From: Ben Greear <greearb@candelatech.com>
To: Eric Dumazet <eric.dumazet@gmail.com>
Cc: Jiri Kosina <jkosina@suse.cz>,
Linux Kernel Mailing List <linux-kernel@vger.kernel.org>
Subject: Re: Question on debugging use-after-free memory issues.
Date: Tue, 28 Jun 2011 23:01:25 -0700 [thread overview]
Message-ID: <4E0ABFB5.2050403@candelatech.com> (raw)
In-Reply-To: <1309326112.2532.104.camel@edumazet-laptop>
On 06/28/2011 10:41 PM, Eric Dumazet wrote:
> Le mercredi 29 juin 2011 à 00:00 +0200, Jiri Kosina a écrit :
>> On Mon, 27 Jun 2011, Ben Greear wrote:
>> Anyway, I'd propose to start with kmemcheck (see
>> Documentation/kmemcheck.txt). It could pin-point the problemtic spot
>> immediately (or it might not).
>>
>
> kmemcheck is fine if problem is not coming from an SMP bug only. Also
> kmemcheck is so slow it makes a rare bug becoming very hard to trigger.
I think I've pretty much verified that deleted memory is passed down
a certain call path with the slub patches I posted.
What I can't figure out is how that came to be.
> Ben, given that you know that RPC might have a problem on a given small
> object (struct rpcbind_args ), you could afford changing the
> kmalloc()/kfree() used to allocate/free such objects by calls to page
> allocator, and dont free the page but unmap it from kernel mapping so
> that any further read/write access triggers a fault. You can then have a
> more precise idea of what's happening, without slowing down whole
> kernel. Of course there is a mem leak for each "struct rpcbind_args"
> allocated, so this is a debugging aid only.
>
> DEBUG_PAGEALLOC might be too expensive, so try this patch (untested, you
> might need to complete it)
>
> diff --git a/net/sunrpc/rpcb_clnt.c b/net/sunrpc/rpcb_clnt.c
> index 9a80a92..9b4dbaf 100644
> --- a/net/sunrpc/rpcb_clnt.c
> +++ b/net/sunrpc/rpcb_clnt.c
> @@ -158,7 +158,7 @@ static void rpcb_map_release(void *data)

• **Records provided**

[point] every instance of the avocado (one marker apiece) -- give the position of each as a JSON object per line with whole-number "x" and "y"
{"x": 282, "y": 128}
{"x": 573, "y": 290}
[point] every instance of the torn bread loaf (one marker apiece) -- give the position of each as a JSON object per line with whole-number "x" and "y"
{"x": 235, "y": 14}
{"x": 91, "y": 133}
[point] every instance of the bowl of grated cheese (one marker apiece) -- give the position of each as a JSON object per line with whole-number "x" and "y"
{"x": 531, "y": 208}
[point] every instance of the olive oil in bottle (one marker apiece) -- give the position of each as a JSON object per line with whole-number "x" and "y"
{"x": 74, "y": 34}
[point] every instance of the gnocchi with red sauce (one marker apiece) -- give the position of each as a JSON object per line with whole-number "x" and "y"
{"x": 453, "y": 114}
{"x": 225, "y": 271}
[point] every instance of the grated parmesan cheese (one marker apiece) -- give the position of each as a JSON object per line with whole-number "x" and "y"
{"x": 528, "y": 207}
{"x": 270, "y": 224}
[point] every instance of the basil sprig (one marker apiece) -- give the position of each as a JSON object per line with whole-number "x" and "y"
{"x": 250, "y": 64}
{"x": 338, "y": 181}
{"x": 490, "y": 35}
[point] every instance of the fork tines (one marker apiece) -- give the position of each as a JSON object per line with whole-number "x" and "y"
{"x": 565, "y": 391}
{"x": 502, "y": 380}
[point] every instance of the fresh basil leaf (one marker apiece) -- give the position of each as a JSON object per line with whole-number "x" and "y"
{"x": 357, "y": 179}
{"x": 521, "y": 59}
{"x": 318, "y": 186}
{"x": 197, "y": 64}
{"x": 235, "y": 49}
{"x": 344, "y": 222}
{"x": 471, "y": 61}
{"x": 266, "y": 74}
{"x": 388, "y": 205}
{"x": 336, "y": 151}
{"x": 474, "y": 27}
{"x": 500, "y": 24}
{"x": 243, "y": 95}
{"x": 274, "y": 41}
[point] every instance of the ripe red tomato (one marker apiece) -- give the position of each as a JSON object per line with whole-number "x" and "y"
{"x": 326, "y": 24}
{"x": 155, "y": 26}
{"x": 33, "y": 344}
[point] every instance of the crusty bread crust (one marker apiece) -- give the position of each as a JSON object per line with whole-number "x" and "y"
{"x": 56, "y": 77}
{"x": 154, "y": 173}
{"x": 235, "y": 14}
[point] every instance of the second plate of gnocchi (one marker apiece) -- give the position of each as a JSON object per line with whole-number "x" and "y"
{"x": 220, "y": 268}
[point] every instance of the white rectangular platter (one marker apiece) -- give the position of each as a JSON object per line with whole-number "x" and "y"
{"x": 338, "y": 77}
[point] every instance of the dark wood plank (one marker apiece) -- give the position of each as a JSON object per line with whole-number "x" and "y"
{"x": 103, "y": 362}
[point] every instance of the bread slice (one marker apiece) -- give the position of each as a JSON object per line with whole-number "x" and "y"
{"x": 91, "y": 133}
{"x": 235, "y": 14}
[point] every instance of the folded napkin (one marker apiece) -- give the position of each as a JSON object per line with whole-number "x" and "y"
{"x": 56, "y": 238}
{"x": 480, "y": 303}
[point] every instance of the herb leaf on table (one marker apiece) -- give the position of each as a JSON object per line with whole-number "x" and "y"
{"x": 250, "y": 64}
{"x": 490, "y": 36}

• **Problem to solve**
Reproduce everything in the use-after-free debugging email above from "I think I've" down to "to complete it)".

• **Exercise solution**
I think I've pretty much verified that deleted memory is passed down
a certain call path with the slub patches I posted.
What I can't figure out is how that came to be.
> Ben, given that you know that RPC might have a problem on a given small
> object (struct rpcbind_args ), you could afford changing the
> kmalloc()/kfree() used to allocate/free such objects by calls to page
> allocator, and dont free the page but unmap it from kernel mapping so
> that any further read/write access triggers a fault. You can then have a
> more precise idea of what's happening, without slowing down whole
> kernel. Of course there is a mem leak for each "struct rpcbind_args"
> allocated, so this is a debugging aid only.
>
> DEBUG_PAGEALLOC might be too expensive, so try this patch (untested, you
> might need to complete it)